Through his appeal to Melchizedek, the author intends to accentuate the differences between the new priesthood of Christ and the old Levitical priesthood.  Yet, nearly two millennia later, the author’s precise meaning remains a matter of debate.  Certainly, Melchizedek’s priesthood is not inexact correspondence to that of the ascended Christ, but rather, the author uses the example of Melchizedek to argue from lesser to greater.  If the audience can see that Melchizedek is a superior priest to the Levites, then they should be able to take the further logical step to the even greater priesthood of Christ. Melchizedek demonstrates several key attributes of the priesthood of Christ.  These are the direct calling, the durability, the lineage, and the superiority of the Christ’s priesthood as compared to the priesthood exercised by the Aaronic priests.

Objective A: Condense the paragraph of the passage on Melchizedek that begins "Through his appeal to Melchizedek" into a short bulleted list, keeping its main facts.

Available data:

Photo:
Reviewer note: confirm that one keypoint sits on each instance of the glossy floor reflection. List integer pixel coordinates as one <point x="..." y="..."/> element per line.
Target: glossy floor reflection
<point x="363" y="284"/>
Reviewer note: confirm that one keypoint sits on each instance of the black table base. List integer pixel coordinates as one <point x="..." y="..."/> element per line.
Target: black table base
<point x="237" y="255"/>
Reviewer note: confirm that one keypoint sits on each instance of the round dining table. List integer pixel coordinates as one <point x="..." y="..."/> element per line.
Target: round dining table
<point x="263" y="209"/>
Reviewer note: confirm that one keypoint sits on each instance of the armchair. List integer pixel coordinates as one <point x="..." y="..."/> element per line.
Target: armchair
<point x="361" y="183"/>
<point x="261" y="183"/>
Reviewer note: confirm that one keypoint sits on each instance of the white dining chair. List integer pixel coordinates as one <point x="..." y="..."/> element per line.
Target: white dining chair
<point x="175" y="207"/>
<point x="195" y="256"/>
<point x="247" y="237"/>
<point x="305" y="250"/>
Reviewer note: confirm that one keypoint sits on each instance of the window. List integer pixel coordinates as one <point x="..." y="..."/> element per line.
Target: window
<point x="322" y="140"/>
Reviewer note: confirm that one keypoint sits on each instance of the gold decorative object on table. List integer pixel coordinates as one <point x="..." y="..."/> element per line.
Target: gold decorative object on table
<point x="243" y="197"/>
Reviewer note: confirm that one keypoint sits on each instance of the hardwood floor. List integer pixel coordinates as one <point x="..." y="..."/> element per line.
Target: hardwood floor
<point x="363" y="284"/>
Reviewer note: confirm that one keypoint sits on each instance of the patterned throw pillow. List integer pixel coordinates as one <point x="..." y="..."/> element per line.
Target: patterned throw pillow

Objective B: Reproduce everything in the entries from the line containing "of the hardwood" down to the end of the entries.

Correct output A:
- The author uses Melchizedek to highlight how Christ's new priesthood differs from the old Levitical priesthood.
- Nearly two millennia later, the author's exact meaning is still debated.
- The argument moves from lesser to greater: if Melchizedek is a superior priest to the Levites, the audience should see that Christ's priesthood is greater still.
- Melchizedek shows four key attributes of Christ's priesthood: its direct calling, its durability, its lineage, and its superiority over the priesthood of the Aaronic priests.

Correct output B:
Reviewer note: confirm that one keypoint sits on each instance of the hardwood floor. List integer pixel coordinates as one <point x="..." y="..."/> element per line.
Target: hardwood floor
<point x="363" y="284"/>
Reviewer note: confirm that one keypoint sits on each instance of the patterned throw pillow. List integer pixel coordinates as one <point x="..." y="..."/> element per line.
Target: patterned throw pillow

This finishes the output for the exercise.